Copy out every line of the material below that contains the word "white", treating uppercase and lowercase as different.

....

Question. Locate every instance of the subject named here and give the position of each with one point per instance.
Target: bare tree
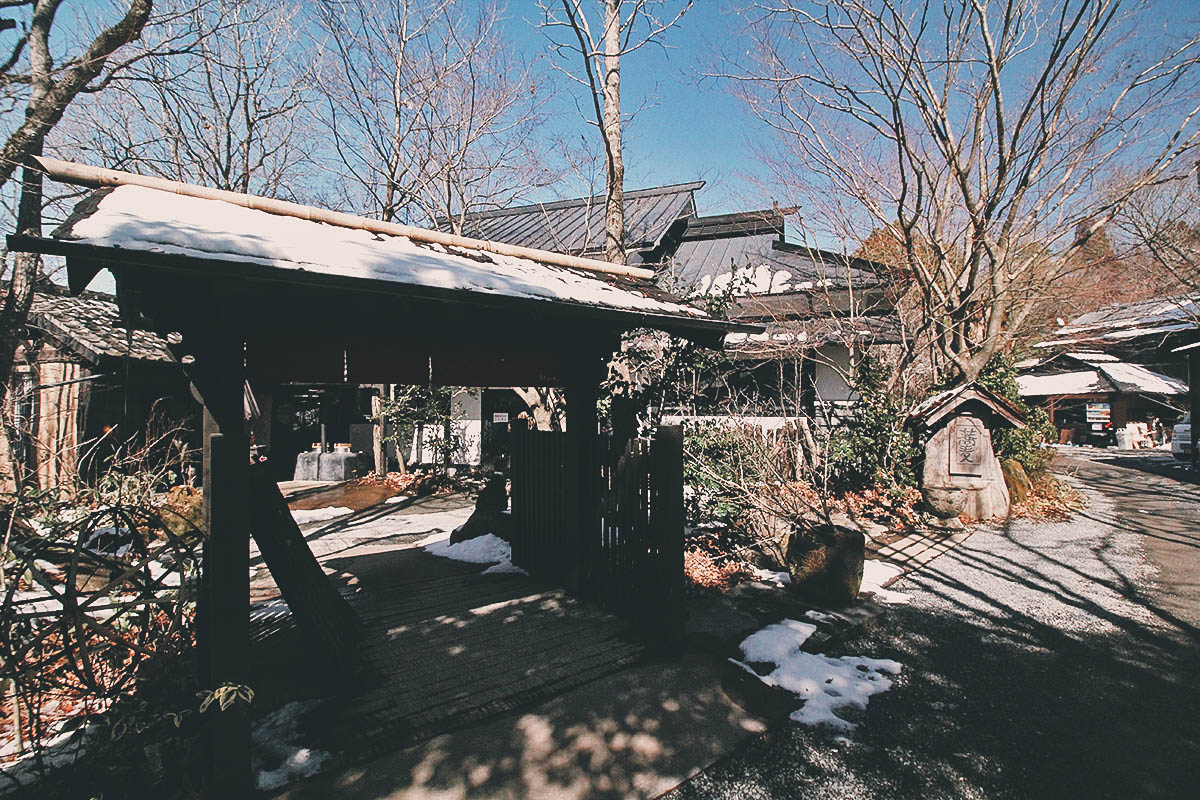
(594, 37)
(48, 80)
(227, 113)
(430, 110)
(1158, 229)
(978, 136)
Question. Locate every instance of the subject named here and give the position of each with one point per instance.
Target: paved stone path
(444, 644)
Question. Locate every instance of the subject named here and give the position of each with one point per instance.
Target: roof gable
(577, 226)
(90, 326)
(749, 248)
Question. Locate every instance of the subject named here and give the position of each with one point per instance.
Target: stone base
(827, 561)
(313, 465)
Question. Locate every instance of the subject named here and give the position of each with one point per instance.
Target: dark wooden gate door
(630, 559)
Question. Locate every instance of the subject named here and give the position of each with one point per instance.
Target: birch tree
(430, 110)
(593, 36)
(979, 134)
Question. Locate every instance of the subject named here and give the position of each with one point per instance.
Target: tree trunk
(615, 194)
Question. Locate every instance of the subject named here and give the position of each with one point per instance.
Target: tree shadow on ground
(1002, 696)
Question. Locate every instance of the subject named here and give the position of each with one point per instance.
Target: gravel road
(1039, 661)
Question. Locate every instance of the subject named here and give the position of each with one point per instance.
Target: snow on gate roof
(154, 221)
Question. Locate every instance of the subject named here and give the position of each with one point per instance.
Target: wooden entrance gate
(629, 558)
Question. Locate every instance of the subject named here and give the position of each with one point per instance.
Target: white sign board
(1099, 411)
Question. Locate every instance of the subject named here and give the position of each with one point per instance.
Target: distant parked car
(1181, 439)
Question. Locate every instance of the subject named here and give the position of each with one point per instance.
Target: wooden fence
(629, 558)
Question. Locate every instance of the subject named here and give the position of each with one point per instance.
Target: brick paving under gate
(445, 647)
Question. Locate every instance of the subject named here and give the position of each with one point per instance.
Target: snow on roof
(145, 220)
(1086, 382)
(1137, 378)
(1093, 358)
(1109, 374)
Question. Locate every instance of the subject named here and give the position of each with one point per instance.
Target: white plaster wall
(832, 373)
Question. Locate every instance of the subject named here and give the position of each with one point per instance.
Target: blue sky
(694, 128)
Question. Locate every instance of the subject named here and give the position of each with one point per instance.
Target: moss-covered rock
(827, 561)
(1015, 479)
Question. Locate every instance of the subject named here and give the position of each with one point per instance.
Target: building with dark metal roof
(576, 226)
(819, 307)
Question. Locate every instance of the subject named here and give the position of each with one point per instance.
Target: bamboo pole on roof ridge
(69, 172)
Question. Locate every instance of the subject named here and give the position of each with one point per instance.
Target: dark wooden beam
(1194, 397)
(217, 374)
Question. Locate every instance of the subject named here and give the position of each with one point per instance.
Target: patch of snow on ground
(319, 515)
(487, 548)
(827, 685)
(771, 576)
(875, 575)
(277, 759)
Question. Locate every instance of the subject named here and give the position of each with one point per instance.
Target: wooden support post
(219, 377)
(1194, 405)
(667, 524)
(377, 433)
(582, 434)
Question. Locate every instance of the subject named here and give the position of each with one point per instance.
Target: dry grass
(1051, 499)
(706, 575)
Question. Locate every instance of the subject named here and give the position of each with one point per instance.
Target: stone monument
(961, 474)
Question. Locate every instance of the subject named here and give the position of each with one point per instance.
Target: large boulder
(490, 516)
(827, 561)
(1017, 480)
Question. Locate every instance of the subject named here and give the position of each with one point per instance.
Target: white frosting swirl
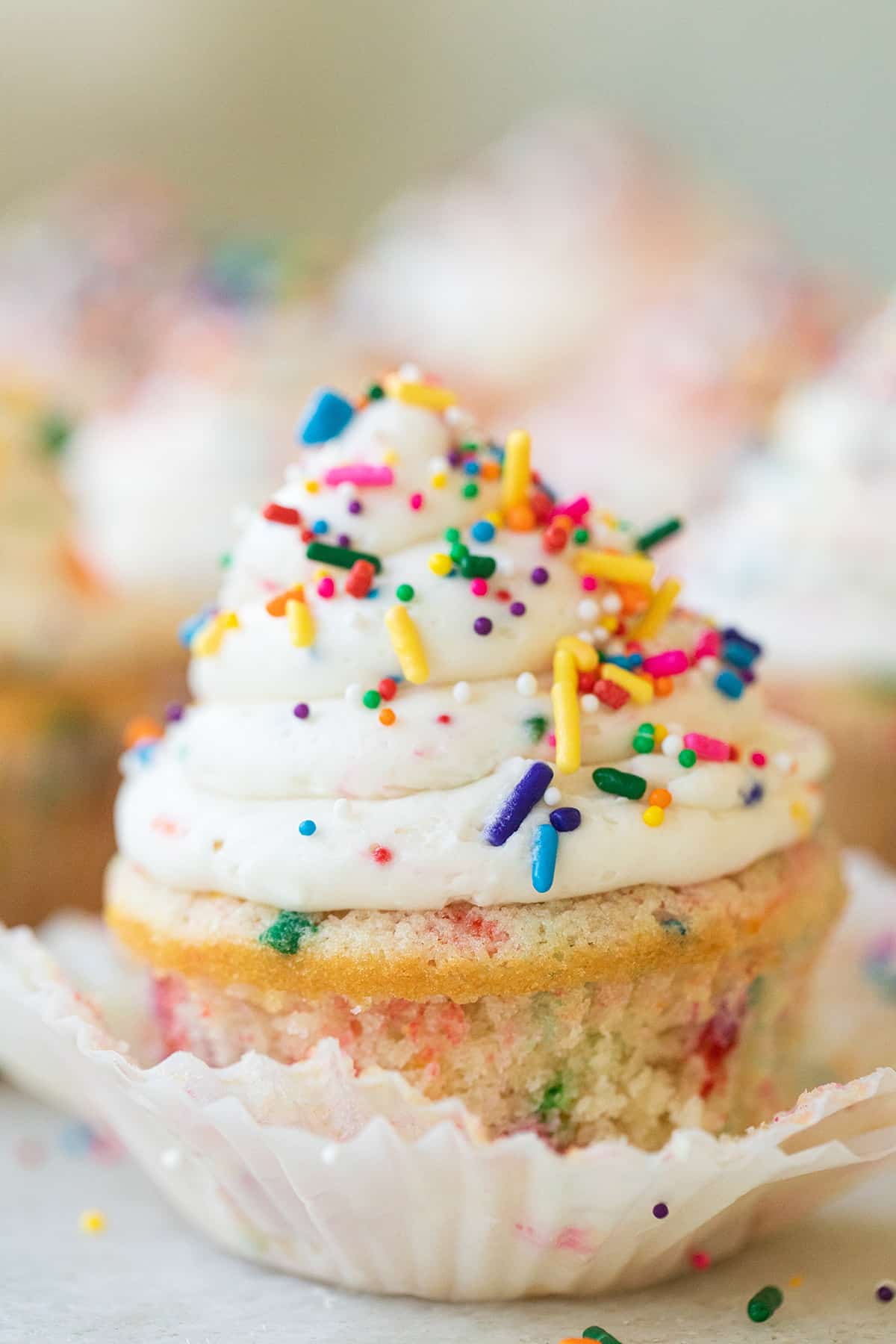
(399, 808)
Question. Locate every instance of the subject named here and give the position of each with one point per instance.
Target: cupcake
(465, 791)
(657, 421)
(802, 551)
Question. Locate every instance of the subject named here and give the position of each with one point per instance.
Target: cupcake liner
(361, 1182)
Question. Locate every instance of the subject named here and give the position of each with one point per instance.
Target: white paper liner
(363, 1183)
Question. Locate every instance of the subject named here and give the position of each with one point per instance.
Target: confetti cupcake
(803, 551)
(467, 791)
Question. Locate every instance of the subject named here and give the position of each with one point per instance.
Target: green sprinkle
(54, 433)
(287, 932)
(477, 566)
(620, 783)
(536, 727)
(553, 1100)
(765, 1303)
(659, 534)
(340, 556)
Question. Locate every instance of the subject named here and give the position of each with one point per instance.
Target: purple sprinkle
(566, 819)
(519, 803)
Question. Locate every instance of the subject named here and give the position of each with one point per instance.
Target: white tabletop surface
(149, 1280)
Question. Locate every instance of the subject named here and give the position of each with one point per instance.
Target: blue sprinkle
(566, 819)
(544, 856)
(482, 531)
(326, 416)
(519, 803)
(729, 685)
(193, 624)
(623, 660)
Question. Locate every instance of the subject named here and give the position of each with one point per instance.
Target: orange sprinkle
(520, 517)
(139, 729)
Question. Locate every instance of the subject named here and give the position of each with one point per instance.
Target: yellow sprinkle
(441, 564)
(300, 623)
(585, 655)
(638, 687)
(659, 612)
(420, 394)
(564, 700)
(211, 636)
(801, 813)
(516, 475)
(617, 569)
(408, 644)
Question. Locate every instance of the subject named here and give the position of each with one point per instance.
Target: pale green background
(312, 113)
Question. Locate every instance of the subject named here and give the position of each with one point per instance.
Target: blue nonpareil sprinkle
(519, 803)
(544, 856)
(566, 819)
(326, 416)
(729, 685)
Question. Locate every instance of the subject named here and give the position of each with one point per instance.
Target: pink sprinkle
(359, 473)
(668, 663)
(707, 749)
(575, 510)
(709, 645)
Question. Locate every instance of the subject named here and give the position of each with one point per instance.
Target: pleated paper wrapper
(361, 1182)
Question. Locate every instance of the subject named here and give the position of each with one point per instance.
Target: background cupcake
(803, 556)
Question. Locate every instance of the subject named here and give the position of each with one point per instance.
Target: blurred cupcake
(655, 423)
(803, 551)
(532, 255)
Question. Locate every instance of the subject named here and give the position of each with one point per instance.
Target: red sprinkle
(281, 514)
(610, 694)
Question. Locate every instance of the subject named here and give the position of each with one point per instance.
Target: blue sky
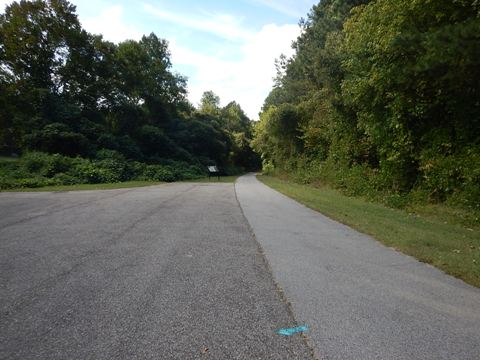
(225, 46)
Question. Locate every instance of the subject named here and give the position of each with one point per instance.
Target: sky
(228, 47)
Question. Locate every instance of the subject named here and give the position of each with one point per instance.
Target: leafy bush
(157, 173)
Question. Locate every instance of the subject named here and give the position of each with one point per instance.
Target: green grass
(438, 238)
(121, 185)
(223, 179)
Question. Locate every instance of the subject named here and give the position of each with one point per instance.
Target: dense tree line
(382, 98)
(68, 92)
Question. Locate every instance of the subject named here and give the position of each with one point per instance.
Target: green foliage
(65, 91)
(380, 100)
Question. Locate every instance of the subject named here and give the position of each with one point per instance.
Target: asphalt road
(361, 299)
(164, 272)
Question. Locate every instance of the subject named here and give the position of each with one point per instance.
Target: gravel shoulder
(361, 299)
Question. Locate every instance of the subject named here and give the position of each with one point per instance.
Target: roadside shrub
(158, 173)
(66, 179)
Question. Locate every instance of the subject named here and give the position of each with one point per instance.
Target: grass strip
(106, 186)
(447, 245)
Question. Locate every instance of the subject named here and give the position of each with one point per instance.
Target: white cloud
(222, 25)
(247, 80)
(111, 25)
(293, 8)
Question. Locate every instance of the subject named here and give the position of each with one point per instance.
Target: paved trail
(149, 273)
(361, 299)
(165, 272)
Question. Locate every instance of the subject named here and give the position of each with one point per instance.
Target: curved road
(174, 272)
(361, 299)
(163, 272)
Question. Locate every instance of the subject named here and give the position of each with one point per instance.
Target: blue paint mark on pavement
(291, 331)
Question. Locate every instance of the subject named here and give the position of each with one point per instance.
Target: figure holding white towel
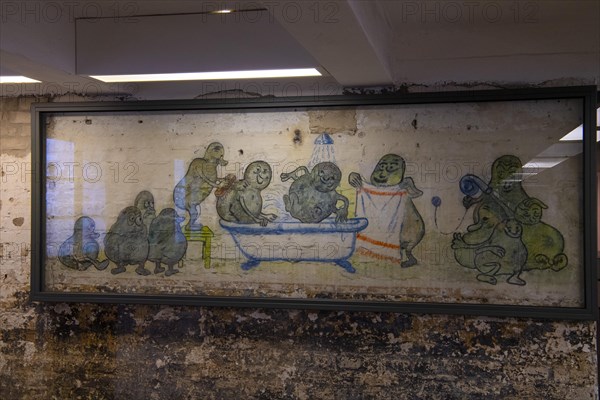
(395, 225)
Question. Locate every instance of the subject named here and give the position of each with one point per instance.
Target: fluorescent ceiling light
(201, 76)
(17, 79)
(577, 133)
(544, 163)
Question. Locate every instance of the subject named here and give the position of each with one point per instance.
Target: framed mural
(479, 202)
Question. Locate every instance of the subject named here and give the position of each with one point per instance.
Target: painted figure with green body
(389, 173)
(197, 184)
(500, 203)
(312, 197)
(241, 201)
(545, 244)
(501, 254)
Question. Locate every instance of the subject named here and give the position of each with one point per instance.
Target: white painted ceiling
(418, 45)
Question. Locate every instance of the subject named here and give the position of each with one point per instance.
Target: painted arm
(202, 173)
(294, 174)
(262, 219)
(341, 214)
(355, 180)
(458, 242)
(411, 188)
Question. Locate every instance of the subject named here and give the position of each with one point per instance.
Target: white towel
(384, 208)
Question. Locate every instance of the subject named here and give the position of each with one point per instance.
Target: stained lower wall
(86, 351)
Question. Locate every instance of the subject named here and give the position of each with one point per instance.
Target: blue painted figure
(126, 243)
(80, 251)
(167, 244)
(145, 202)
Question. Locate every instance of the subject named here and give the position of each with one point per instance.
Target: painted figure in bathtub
(241, 201)
(405, 218)
(197, 184)
(312, 196)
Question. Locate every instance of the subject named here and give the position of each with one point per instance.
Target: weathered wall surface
(83, 351)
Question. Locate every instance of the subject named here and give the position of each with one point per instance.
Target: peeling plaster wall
(84, 351)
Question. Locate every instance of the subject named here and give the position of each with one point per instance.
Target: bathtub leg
(250, 264)
(346, 265)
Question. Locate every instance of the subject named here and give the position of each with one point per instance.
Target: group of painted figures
(506, 237)
(138, 235)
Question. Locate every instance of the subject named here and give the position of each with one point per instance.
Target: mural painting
(297, 213)
(507, 235)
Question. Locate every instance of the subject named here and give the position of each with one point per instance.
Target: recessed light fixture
(17, 79)
(577, 133)
(201, 76)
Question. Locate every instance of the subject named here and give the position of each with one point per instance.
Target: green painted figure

....

- Written answer:
Target: white sign board
Target: white plaster wall
Target: white frosting swirl
Target: white paper liner
Target: white tabletop surface
Target: white cloud
Target: figure holding white towel
Target: white painted ceiling
Target: white towel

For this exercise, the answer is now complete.